■ **原文**:
调查分析中的 gtsummary(使用调查的子集功能时标签会丢失)

gtsummary in Survey analysis (labels get lost when using subset function of survey)

变量标签(使用 Labeled 包)在使用(Survey 包的子集)对调查进行子集化时不会保留,我最终不得不手动将标签插入 gtsummary 函数。

library(dplyr)
library(survey)
library(gtsummary)
library(labelled)

#Reading the CSV file (please download a sample dataframe from link below) 
df <- read.csv("nis_2.csv")

#Change to factors 
names <- c("htn", "dm", "FEMALE")
df[, names] <- lapply(included_df[, names], factor)

#Changing labels 
var_label(df$AGE) <- "Age"
var_label(df$FEMALE) <- "Gender (Female)"
var_label(df$dm) <- "Diabetes"
var_label(df$htn) <- "Hypertension"

■ **练习任务**:
1. 请根据原文回答下列问题:
(a) 代码读取的 CSV 文件名是什么?
(b) 哪三个变量被转换为因子?
(c) 变量 dm 被设置成了什么标签?
2. 请从关于 gtsummary 标签丢失问题的原文最后一行代码之后续写下去。

■ **位置标注记录**:
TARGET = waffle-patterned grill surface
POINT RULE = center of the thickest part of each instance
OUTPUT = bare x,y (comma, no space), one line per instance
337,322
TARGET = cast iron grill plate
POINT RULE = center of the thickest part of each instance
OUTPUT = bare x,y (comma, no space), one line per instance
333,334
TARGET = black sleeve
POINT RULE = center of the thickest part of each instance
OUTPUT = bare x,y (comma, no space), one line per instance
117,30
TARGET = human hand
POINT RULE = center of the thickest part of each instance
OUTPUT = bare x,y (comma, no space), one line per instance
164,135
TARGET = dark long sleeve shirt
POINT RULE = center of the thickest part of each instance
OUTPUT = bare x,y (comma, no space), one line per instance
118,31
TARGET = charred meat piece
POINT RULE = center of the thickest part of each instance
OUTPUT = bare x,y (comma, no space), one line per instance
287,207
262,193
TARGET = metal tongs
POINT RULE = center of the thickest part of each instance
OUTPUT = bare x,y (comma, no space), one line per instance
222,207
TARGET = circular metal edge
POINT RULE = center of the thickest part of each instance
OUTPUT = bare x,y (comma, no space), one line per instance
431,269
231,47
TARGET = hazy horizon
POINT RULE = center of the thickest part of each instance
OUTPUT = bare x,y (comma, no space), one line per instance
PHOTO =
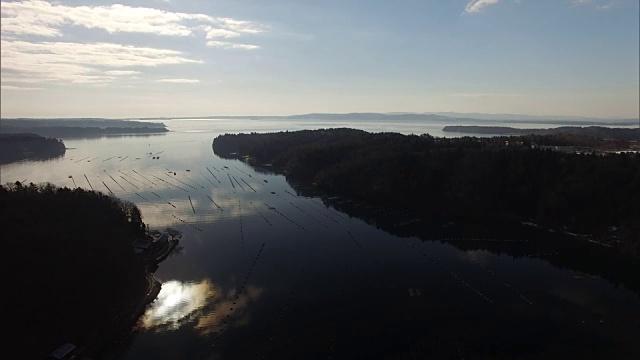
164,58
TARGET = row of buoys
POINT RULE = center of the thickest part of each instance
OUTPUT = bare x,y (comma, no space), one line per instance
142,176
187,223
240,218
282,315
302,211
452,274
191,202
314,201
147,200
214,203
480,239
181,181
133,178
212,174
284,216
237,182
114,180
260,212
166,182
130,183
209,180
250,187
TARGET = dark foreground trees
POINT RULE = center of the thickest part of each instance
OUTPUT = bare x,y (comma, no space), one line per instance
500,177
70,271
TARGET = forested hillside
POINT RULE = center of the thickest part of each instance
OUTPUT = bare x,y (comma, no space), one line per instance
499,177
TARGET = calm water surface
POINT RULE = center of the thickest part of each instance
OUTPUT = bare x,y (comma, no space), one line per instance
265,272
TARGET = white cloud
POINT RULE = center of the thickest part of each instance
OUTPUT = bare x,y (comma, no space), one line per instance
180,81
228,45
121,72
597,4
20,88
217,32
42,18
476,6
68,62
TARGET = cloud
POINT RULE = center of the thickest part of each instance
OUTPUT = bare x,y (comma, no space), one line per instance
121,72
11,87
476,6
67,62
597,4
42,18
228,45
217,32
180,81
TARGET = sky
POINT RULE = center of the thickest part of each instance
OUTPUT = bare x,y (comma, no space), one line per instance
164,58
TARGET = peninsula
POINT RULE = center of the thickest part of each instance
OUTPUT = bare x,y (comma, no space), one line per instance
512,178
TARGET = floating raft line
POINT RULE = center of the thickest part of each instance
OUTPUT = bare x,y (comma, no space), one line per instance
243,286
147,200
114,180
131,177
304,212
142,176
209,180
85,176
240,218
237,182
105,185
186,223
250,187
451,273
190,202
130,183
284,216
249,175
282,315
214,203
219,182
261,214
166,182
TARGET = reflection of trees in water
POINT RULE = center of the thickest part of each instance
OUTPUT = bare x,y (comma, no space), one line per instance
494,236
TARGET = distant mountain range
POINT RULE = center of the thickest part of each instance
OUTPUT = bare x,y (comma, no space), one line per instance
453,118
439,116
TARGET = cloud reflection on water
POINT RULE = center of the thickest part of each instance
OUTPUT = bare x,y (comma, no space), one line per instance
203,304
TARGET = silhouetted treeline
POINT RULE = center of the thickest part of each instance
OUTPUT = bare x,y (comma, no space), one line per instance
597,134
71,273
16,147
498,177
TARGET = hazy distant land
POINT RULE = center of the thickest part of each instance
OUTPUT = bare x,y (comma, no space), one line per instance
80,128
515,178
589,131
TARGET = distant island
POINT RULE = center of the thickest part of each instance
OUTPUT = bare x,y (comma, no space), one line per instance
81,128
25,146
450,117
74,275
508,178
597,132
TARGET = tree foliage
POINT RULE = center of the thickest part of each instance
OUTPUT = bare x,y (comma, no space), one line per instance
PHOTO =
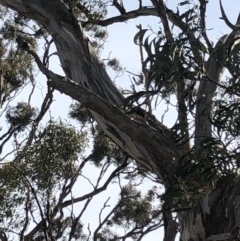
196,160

* * *

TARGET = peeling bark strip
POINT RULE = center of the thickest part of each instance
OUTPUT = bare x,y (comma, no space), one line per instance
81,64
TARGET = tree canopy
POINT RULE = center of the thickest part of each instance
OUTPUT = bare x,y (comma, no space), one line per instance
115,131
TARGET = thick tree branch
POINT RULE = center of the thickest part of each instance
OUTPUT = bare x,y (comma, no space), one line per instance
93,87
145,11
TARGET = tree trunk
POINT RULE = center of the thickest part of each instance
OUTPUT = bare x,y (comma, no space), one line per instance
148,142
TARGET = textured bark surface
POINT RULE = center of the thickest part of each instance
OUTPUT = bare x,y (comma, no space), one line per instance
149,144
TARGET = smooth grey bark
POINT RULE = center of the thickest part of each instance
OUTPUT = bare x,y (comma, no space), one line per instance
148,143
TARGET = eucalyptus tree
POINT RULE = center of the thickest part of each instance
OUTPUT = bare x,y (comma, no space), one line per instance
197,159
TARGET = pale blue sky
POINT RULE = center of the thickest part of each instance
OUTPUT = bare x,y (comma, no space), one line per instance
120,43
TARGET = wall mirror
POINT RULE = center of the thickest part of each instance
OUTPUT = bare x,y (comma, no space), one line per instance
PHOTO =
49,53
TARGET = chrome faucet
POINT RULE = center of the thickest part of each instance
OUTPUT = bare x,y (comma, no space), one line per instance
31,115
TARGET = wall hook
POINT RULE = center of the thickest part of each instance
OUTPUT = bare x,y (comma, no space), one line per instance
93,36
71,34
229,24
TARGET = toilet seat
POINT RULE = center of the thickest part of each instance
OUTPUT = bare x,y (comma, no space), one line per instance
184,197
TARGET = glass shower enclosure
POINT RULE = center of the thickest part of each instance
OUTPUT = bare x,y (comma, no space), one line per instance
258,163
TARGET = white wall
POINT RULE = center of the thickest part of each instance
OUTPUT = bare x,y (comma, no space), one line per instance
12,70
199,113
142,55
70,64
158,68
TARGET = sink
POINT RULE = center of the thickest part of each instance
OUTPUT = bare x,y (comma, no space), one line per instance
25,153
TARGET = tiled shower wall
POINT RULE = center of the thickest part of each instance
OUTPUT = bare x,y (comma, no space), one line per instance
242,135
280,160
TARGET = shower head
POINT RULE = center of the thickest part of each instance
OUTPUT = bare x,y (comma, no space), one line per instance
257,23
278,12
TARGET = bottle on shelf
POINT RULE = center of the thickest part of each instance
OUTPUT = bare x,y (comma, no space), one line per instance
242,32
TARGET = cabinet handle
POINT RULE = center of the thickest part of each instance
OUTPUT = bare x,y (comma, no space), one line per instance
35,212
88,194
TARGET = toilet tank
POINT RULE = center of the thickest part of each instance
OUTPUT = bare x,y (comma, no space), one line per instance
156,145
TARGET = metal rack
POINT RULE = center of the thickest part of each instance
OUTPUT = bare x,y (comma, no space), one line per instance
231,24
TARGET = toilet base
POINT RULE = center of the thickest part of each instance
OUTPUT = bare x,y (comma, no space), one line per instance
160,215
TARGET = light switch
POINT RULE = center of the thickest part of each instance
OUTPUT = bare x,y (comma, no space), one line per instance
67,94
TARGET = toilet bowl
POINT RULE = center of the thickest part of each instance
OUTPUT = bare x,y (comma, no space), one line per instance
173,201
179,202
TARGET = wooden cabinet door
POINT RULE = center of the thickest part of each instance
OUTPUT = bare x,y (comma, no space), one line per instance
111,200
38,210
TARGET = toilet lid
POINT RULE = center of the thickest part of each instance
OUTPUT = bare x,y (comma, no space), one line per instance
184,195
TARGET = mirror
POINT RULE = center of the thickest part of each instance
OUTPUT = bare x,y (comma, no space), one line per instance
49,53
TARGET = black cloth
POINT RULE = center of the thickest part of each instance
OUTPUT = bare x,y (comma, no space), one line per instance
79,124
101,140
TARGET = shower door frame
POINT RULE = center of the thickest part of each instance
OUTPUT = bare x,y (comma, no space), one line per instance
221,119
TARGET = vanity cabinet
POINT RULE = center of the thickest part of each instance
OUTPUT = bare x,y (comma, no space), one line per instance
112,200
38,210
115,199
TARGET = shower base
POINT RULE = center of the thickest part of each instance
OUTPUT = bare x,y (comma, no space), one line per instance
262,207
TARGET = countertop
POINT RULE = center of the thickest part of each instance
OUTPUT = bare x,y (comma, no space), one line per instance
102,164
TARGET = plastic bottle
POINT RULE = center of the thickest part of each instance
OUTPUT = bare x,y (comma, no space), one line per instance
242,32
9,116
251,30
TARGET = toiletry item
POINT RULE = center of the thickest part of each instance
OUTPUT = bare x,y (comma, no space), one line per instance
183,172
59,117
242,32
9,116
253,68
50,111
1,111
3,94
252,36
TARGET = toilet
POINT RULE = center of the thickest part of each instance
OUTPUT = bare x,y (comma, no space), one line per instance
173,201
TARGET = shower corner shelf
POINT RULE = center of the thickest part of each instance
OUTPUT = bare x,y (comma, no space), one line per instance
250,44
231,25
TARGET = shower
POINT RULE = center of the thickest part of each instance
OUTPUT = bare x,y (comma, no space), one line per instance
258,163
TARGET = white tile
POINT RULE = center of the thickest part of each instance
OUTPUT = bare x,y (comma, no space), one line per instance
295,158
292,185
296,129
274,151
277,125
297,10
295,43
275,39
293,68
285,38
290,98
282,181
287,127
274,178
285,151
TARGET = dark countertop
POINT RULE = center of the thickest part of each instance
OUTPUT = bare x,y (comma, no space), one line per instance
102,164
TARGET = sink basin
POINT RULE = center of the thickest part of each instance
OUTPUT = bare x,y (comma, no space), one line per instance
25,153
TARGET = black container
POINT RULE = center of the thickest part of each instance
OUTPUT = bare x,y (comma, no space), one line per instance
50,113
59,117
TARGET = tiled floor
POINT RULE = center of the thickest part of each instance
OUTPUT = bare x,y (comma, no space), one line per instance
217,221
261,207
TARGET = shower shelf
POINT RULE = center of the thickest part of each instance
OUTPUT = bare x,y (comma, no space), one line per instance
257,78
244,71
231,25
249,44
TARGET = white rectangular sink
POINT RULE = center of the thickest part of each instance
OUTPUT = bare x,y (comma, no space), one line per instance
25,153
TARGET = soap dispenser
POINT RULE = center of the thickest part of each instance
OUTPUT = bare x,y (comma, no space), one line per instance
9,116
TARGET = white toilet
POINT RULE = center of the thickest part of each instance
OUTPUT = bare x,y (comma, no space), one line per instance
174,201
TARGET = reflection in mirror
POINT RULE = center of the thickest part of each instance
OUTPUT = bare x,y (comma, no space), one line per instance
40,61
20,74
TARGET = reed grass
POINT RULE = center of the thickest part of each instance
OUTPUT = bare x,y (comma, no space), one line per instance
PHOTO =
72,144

==

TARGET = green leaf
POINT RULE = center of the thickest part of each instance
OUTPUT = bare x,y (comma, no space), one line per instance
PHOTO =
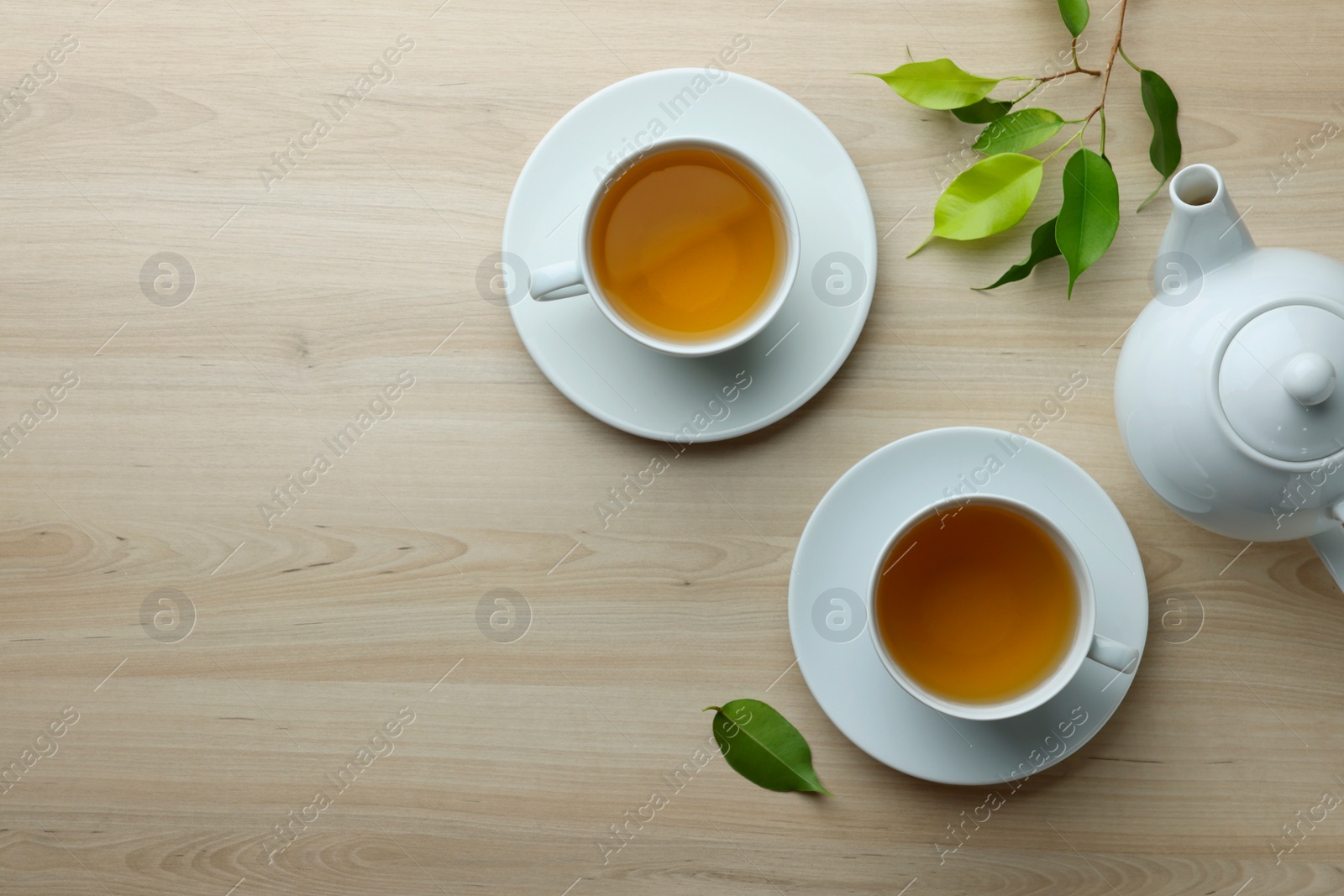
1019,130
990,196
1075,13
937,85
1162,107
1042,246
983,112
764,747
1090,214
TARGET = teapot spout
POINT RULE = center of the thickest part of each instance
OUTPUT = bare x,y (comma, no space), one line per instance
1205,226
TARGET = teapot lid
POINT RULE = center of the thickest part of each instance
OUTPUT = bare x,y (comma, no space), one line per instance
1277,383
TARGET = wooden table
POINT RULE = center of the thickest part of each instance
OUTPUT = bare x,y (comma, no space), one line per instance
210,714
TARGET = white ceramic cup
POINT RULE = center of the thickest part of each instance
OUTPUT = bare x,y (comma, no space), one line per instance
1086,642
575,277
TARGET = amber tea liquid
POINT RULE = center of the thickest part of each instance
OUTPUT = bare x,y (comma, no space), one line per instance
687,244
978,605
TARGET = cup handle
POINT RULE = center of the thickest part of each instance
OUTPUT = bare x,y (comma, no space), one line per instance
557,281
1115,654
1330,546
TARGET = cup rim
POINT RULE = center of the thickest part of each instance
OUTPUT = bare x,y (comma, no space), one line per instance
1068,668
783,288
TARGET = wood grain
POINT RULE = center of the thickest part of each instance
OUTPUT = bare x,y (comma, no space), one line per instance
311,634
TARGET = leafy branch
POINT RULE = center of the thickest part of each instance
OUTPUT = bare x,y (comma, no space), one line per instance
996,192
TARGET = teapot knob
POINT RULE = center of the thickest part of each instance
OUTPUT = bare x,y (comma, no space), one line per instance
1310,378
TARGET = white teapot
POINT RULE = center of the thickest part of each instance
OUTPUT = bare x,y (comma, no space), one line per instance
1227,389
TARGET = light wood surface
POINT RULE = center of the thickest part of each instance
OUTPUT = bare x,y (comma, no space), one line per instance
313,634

■ **逐题解答**:
1.
(a) nis_2.csv
(b) htn、dm 和 FEMALE
(c) "Diabetes"

2.
#declare survey design 
dstr <- svydesign(
 id = ~HOSP_NIS, 
 strata = ~NIS_STRATUM, 
 weights = ~DISCWT, 
 nest=TRUE, 
 survey.lonely.psu = "adjust",  
 data = df)

#subset the data to include our UGIB cirrhotics 
small_set <- subset(dstr, (htn == 1))
summary(small_set)

small_set %>%
  tbl_svysummary(
   by=dm,
   include = c(AGE, FEMALE),
   missing = "no", 
   statistic = all_continuous() ~ "{mean} ({sd})"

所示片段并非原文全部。